start SUPPLIED DATA

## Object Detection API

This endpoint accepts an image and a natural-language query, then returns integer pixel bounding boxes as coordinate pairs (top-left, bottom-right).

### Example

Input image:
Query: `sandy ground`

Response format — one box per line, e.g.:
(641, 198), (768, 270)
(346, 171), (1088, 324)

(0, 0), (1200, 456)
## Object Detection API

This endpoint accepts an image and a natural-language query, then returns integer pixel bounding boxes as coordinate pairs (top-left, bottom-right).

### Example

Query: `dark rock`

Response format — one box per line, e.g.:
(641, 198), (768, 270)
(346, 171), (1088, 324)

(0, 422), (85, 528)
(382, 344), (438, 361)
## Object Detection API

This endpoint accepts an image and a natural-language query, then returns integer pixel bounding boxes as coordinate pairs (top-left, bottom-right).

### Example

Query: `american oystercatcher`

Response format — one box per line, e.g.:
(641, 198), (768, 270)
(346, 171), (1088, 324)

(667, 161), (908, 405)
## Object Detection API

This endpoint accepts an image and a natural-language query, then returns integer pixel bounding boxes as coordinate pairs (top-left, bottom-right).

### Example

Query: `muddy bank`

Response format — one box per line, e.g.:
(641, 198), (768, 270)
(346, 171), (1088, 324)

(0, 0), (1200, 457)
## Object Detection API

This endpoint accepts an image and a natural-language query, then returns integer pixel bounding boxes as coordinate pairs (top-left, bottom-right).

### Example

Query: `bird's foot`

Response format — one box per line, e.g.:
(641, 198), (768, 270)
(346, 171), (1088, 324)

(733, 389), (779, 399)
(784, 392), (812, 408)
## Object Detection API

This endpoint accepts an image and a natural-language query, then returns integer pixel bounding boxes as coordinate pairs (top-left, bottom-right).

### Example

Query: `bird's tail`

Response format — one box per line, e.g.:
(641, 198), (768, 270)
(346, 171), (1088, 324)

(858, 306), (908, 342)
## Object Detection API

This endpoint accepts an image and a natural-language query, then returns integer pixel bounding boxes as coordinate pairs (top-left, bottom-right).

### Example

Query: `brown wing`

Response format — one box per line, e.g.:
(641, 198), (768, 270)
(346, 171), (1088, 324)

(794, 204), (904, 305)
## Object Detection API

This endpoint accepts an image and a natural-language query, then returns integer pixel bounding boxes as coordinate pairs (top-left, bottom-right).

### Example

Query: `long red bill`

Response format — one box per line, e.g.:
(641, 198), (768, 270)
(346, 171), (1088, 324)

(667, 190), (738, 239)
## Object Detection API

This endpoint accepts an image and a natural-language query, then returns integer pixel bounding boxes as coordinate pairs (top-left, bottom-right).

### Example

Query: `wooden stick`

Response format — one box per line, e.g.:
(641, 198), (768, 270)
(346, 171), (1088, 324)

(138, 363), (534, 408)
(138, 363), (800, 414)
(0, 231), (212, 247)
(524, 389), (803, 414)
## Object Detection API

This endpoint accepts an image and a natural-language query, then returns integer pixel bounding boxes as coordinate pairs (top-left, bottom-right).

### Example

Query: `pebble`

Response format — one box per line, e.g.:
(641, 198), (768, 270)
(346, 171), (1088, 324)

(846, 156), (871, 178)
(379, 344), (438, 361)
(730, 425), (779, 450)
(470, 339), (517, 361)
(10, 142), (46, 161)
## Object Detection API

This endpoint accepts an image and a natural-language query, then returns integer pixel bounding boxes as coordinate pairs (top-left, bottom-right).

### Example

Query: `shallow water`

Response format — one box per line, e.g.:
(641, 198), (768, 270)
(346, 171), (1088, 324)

end SUPPLIED DATA

→ CHALLENGE
Revise the entries from the start of the records through the line containing "(0, 0), (1200, 456)", changing "sandy ground" to "wet sand" and leaving everything else as it is.

→ COMPLETE RESPONSE
## Object Detection API

This endpoint accepts an image and a natural-language query, then returns integer pixel bounding boxes as coordinate pairs (top-left, bottom-right).

### Example

Input image:
Query: `wet sand`

Response format — one box per line, e.g.:
(641, 198), (768, 270)
(346, 171), (1088, 324)

(0, 0), (1200, 456)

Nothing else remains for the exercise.